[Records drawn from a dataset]
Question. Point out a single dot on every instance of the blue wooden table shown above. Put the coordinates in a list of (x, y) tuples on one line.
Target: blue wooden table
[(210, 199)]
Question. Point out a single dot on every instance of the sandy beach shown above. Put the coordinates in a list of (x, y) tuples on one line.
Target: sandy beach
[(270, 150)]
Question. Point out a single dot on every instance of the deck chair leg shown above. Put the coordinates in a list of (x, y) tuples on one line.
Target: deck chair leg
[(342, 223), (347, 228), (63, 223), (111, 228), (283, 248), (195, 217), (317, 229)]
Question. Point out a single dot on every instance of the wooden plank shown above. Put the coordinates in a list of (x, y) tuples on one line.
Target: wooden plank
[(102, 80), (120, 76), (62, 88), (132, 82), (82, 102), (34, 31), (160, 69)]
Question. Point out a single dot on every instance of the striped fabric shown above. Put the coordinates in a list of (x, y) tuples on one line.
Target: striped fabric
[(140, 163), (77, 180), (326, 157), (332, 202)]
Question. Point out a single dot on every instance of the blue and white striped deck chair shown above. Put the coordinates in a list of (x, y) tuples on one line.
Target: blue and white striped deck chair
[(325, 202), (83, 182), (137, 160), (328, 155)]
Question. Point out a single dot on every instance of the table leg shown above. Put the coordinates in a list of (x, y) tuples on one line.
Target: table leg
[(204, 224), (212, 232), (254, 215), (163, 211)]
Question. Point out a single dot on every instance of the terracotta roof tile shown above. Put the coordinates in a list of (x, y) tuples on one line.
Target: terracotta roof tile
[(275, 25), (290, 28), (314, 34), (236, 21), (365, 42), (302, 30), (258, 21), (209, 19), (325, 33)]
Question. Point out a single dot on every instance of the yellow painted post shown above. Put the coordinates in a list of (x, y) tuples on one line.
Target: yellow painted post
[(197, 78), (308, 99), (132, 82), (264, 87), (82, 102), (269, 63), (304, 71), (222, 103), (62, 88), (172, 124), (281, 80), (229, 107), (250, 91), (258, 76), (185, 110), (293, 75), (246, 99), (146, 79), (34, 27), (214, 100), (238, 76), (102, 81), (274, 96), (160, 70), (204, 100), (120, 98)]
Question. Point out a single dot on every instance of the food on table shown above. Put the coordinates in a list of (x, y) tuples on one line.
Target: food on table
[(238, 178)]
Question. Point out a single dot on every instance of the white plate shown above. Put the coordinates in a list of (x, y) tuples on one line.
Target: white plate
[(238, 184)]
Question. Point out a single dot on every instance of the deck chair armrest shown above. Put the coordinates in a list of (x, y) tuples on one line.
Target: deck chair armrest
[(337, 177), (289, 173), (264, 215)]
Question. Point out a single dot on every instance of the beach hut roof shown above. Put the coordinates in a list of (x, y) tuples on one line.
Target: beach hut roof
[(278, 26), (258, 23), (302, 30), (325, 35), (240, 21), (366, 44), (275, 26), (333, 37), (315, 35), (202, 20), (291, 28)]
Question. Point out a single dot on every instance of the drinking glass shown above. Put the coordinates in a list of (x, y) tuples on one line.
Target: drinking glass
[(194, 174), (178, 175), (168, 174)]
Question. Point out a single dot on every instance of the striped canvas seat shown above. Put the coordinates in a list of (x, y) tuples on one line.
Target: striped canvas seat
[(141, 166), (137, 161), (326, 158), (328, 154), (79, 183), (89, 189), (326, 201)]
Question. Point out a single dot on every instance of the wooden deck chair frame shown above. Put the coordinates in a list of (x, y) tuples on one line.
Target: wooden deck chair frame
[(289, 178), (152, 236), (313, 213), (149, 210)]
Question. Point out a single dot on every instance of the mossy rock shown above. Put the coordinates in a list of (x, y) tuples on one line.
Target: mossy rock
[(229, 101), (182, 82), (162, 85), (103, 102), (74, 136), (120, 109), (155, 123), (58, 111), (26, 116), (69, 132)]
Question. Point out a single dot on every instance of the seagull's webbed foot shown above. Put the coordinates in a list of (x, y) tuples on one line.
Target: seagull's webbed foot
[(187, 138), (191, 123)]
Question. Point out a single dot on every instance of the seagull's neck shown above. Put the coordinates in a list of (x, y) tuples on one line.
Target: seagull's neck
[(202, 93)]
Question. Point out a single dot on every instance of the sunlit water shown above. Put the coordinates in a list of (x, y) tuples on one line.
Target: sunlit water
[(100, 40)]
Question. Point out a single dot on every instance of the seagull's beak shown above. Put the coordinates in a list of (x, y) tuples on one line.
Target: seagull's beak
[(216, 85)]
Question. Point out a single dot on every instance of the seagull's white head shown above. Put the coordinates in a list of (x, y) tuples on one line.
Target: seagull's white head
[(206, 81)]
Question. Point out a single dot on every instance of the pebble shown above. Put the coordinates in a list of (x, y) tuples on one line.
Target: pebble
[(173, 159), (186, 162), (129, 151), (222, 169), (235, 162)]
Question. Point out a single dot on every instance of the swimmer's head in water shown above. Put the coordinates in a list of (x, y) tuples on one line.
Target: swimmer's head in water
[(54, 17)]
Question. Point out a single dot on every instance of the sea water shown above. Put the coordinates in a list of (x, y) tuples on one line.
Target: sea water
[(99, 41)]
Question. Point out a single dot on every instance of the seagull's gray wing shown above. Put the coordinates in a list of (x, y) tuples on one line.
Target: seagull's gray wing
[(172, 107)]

• **TASK TO COMPLETE**
With every word kept as it is, set down the entries again.

• **WORKED SOLUTION**
Question. Point out a single dot on every instance of the blue wooden table shown above. Put the coordinates in a list of (x, y) tuples on one line.
Target: blue wooden table
[(210, 199)]
Question. Point out a single dot on every instance of the sandy beach shown above. Put the coordinates in a list of (x, y) tuples on one line.
Target: sandy beach
[(270, 150)]
Question. Point out a single dot on every instance of the deck chair leg shown above. Put the coordinates in a list of (x, y) tuples on one line.
Target: deck chair leg
[(342, 223), (347, 228), (63, 223), (111, 228), (283, 248), (195, 217), (317, 229)]
Question. Point out a single dot on every instance of the wooden plank shown above. Put the coordinates in a list of (x, y) tuples on one line.
Target: wooden plank
[(102, 80), (120, 76), (62, 88), (132, 82), (82, 102), (34, 31), (160, 69)]
Question. Point out a single dot on every instance of the striped fabric shown above. Put the coordinates in a list of (x, y) tuples on one line.
Target: striped fabric
[(140, 163), (77, 180), (326, 157), (332, 202)]
Question. Point out a single dot on every instance of the blue and white striped deck chair shown above. Put the coordinates in a list of (x, y) tuples on one line.
Target: blue and white striped deck chair
[(325, 202), (83, 182), (137, 160), (328, 155)]
Question. Point out a single dot on every instance of the table leg shown above. Put the coordinates in a list of (x, y) tuples on one line.
Target: table leg
[(204, 224), (212, 232), (254, 215), (163, 211)]
Question. Point out a single dot on every instance of the terracotta roof tile shown above. Put the coordinates in a list of (x, y) tuples on one line.
Target: terracotta roof tile
[(275, 25), (290, 28), (314, 34), (236, 21), (365, 42), (302, 30), (258, 21), (209, 19), (325, 33)]
Question. Point out a single dot on every instance of the yellow painted post shown above. Put the coordinates in a list of (x, y) tuples on one line.
Target: yellow painted post
[(197, 78), (308, 99), (132, 82), (264, 87), (82, 102), (269, 63), (304, 71), (222, 103), (62, 88), (172, 124), (281, 80), (229, 107), (250, 91), (258, 76), (185, 110), (293, 75), (246, 99), (146, 79), (34, 27), (214, 100), (238, 76), (102, 81), (274, 96), (160, 70), (204, 100), (120, 98)]
Question. Point out a single dot on every instance of the food on table shown above. Put the coordinates in a list of (x, y) tuples on one line.
Target: food on table
[(238, 178)]
Question. Point out a single dot on every instance of the white plate shown above. Put the coordinates in a list of (x, y) tuples on one line.
Target: white plate
[(238, 184)]
Question. Point out a single dot on every instance of the deck chair armrest shown above. Put the coordinates in a list of (x, y) tuples on one line.
Target: deck chair armrest
[(337, 177), (289, 173), (264, 215)]
Question. Point out a single dot on every instance of the beach hut roof shown above. Put the coordinates in a list of (x, y) tuples on one line.
Target: beach hut roof
[(278, 26), (258, 23), (302, 30), (325, 35), (240, 21), (366, 44), (275, 26), (333, 37), (315, 35), (202, 20), (291, 28)]
Question. Point out a single dot on every instance of the drinking glass shown above. Put the coordinates in a list of (x, y) tuples on one line.
Target: drinking glass
[(194, 174), (178, 175), (168, 174)]
Question. Point out a single dot on every instance of the striped canvas seat shown above. Put the coordinates in a list of (x, y) tuples on one line.
Target: striped canvas seat
[(141, 166), (137, 161), (326, 158), (328, 154), (79, 183), (89, 189), (326, 201)]
Question. Point out a single dot on every instance of the wooden deck chair frame shown above. Put the coordinates in a list of (x, y) tuples on one line.
Target: wooden deck chair frame
[(289, 178), (152, 236), (313, 213), (149, 210)]
Question. Point out a single dot on every instance of the mossy rock shown above. Put the coordinates in a list of (x, y) tuples on one line.
Target: mossy rock
[(229, 101), (182, 82), (162, 85), (103, 102), (74, 136), (120, 109), (155, 123), (58, 111), (26, 116), (69, 132)]
Question. Point out a single dot on every instance of the seagull's webbed foot shown above. Put the coordinates in a list of (x, y) tuples on one line.
Target: seagull's webbed foot
[(187, 138), (191, 123)]
Question. Point out a single dot on every instance of the seagull's neck shown above. Put the coordinates in a list of (x, y) tuples on one line.
Target: seagull's neck
[(202, 93)]
Question. Point out a single dot on every instance of the sunlit water shown above. Put the coordinates in a list of (x, y) tuples on one line.
Target: sunlit water
[(100, 40)]
Question. Point out a single dot on every instance of the seagull's beak shown above. Put the coordinates in a list of (x, y) tuples on one line.
Target: seagull's beak
[(216, 85)]
Question. Point out a single dot on every instance of the seagull's white head shown above. Put the coordinates in a list of (x, y) tuples on one line.
Target: seagull's white head
[(206, 81)]
Question. Point out a single dot on every instance of the pebble shown above. Put the coordinates in a list of (x, y) tuples on one line.
Target: pebble
[(173, 159), (186, 162), (129, 151), (222, 169), (235, 162)]
Question. Point out a single dot on every instance of the swimmer's head in water shown above. Put the coordinates in a list of (x, y) tuples on one line.
Target: swimmer's head in water
[(54, 17)]
Question. Point out a single dot on every instance of the sea water shown above. Put the coordinates in a list of (x, y) tuples on one line.
Target: sea water
[(99, 41)]
Question. Point out a single dot on every instance of the seagull's gray wing shown above. Put the coordinates in a list of (x, y) tuples on one line.
Target: seagull's gray wing
[(172, 107)]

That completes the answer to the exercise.